> STATED PROBLEM: Retype the tail of the data exactly, starting at the line containing "TARGET = rear bumper" and stopping at the last line.

> RECORDS FOR THIS EXERCISE:
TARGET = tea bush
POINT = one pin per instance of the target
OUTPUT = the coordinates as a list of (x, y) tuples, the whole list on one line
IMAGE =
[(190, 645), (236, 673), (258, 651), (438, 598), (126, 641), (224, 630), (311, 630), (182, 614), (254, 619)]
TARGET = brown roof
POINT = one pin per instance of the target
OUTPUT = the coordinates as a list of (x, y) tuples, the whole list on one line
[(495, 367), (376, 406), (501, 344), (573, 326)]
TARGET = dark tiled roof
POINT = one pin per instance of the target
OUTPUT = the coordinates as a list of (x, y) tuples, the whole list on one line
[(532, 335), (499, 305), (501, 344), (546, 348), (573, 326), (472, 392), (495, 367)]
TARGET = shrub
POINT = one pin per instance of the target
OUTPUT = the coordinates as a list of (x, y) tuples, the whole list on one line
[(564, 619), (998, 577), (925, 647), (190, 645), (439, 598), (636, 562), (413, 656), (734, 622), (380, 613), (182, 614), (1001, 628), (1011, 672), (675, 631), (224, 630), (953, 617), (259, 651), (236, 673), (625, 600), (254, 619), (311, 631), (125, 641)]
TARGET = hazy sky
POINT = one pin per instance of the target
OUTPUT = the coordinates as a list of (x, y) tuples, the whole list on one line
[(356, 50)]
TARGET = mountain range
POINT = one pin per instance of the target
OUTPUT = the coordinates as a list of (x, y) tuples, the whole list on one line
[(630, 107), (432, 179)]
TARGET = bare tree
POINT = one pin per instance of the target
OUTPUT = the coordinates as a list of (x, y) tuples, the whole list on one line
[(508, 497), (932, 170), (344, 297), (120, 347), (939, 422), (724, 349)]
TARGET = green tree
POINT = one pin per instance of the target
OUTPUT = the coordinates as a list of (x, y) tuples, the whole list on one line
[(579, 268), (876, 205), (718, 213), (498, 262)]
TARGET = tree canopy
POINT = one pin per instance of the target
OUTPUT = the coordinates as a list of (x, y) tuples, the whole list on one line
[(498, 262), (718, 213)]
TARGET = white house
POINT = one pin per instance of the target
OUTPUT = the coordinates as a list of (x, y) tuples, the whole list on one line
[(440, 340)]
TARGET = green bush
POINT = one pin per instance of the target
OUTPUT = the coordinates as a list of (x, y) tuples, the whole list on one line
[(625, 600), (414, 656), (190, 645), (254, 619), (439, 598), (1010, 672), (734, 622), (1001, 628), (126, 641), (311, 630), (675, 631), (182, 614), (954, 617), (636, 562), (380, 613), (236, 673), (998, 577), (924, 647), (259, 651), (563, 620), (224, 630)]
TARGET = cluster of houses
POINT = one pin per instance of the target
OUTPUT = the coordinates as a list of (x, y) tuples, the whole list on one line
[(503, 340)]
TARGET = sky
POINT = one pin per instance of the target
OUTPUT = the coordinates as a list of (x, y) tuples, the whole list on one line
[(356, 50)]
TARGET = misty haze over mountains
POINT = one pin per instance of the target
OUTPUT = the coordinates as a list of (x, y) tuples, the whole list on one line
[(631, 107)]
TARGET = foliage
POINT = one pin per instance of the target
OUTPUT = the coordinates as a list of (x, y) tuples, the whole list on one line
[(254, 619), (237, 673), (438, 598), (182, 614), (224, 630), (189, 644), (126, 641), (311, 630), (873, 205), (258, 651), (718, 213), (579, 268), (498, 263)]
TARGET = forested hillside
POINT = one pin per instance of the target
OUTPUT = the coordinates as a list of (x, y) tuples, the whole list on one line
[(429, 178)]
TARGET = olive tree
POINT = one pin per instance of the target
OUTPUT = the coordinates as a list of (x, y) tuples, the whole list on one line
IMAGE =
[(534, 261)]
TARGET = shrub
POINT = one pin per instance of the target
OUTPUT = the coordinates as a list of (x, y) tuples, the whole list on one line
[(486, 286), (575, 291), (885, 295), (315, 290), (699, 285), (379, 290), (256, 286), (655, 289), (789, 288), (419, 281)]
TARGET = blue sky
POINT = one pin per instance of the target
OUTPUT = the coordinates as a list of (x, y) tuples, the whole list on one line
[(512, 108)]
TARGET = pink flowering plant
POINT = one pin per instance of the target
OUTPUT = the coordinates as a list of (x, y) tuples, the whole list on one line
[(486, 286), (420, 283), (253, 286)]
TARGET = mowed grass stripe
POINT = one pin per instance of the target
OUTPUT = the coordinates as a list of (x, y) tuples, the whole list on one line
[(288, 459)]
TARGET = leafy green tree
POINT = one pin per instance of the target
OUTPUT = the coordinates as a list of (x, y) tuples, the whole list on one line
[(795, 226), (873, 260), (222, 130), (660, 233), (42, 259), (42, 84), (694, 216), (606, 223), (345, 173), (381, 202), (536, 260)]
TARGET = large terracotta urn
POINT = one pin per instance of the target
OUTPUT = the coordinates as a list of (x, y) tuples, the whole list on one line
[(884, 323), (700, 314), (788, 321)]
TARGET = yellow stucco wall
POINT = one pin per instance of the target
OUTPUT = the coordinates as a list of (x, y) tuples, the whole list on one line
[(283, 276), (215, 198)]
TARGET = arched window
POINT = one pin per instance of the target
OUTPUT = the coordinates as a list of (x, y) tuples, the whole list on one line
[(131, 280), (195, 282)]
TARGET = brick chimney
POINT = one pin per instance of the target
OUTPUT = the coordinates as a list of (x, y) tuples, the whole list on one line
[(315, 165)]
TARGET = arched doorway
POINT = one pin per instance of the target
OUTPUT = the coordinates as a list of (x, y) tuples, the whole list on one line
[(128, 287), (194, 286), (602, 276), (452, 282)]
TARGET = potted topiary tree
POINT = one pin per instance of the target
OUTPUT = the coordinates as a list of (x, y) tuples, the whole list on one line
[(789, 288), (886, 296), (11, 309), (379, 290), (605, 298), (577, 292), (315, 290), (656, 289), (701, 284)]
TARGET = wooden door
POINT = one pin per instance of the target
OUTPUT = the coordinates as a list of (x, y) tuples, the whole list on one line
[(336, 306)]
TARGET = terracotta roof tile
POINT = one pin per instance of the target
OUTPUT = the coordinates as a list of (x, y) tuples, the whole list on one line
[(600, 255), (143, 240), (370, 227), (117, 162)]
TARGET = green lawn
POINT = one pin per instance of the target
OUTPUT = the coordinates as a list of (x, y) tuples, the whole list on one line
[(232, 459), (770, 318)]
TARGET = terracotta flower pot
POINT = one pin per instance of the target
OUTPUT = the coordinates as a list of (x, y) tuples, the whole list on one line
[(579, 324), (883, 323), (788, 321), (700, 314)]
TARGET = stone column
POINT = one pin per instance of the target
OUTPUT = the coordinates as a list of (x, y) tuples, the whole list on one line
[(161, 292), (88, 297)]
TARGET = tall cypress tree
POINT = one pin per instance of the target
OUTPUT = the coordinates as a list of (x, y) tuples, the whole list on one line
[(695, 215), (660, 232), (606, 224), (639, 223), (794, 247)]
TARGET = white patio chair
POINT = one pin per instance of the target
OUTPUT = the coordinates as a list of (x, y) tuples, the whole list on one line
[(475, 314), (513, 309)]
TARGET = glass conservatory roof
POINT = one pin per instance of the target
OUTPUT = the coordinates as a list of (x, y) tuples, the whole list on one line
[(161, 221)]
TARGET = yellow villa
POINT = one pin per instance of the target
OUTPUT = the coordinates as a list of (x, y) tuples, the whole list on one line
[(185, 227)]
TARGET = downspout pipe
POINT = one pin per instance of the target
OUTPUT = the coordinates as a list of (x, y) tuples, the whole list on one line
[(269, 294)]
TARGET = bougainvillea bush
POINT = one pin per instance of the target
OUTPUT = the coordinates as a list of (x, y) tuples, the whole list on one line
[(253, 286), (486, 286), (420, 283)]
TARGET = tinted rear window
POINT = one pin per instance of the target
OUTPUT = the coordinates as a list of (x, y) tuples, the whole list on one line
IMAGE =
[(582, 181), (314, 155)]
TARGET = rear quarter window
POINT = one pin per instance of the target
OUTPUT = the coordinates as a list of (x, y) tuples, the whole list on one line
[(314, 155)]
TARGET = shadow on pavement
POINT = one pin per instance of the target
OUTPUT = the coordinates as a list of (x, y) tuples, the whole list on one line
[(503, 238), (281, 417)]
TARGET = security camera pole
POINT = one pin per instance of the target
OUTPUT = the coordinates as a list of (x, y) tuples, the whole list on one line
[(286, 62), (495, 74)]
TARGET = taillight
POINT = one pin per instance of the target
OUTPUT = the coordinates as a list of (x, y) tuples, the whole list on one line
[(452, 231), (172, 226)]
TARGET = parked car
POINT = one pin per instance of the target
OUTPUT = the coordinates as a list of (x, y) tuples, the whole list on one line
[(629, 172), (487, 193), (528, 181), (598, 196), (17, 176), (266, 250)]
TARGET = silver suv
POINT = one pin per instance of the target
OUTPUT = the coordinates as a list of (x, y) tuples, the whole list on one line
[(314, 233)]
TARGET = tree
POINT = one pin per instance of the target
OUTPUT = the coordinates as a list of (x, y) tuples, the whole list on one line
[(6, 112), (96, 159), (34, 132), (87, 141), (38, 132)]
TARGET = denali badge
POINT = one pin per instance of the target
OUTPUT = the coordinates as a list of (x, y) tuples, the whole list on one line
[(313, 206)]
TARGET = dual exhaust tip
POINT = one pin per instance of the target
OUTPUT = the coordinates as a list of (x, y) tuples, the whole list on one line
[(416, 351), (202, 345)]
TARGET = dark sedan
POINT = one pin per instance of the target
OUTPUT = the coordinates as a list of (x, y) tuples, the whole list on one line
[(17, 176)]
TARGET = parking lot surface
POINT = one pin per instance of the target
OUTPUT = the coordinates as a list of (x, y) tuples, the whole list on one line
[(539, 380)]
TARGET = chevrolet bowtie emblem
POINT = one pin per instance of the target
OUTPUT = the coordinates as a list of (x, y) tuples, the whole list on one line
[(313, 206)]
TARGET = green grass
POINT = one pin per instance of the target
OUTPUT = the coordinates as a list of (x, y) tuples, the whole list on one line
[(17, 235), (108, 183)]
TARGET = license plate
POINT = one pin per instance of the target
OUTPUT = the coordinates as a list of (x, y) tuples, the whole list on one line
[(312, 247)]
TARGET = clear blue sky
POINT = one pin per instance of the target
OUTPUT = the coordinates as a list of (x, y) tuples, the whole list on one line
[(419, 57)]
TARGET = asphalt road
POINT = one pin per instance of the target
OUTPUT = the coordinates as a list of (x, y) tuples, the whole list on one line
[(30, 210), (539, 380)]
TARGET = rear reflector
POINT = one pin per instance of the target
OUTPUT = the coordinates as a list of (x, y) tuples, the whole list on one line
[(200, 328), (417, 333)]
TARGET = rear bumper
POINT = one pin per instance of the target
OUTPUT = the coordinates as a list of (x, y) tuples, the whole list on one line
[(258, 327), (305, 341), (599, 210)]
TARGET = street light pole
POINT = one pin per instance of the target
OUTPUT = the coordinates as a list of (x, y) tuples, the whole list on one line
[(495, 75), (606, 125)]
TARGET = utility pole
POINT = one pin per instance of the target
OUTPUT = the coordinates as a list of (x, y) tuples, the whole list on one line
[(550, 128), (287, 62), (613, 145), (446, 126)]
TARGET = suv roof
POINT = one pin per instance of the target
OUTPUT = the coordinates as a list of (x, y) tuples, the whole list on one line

> FULL ANSWER:
TARGET = rear bumper
POINT = one pin per instance of the target
OUTPUT = the coordinates as a list of (x, y) tuples, the whole list on one line
[(258, 327), (305, 341), (599, 210)]
TARGET = street light pole
POINT = one pin per instance of the target
OUTPUT = the coordinates as a list of (x, y) tuples, the whole list on one line
[(495, 75), (606, 125)]
TARGET = utility pole
POINT = one pin per instance of the target
OUTPUT = the coordinates as a list of (x, y) tuples, the whole list on one line
[(550, 128), (287, 62), (613, 145), (446, 126)]
TARGET = suv roof
POINT = one pin per instance of the target
OUTPUT = the coordinates as a list of (x, y) tuples, the whole list on one line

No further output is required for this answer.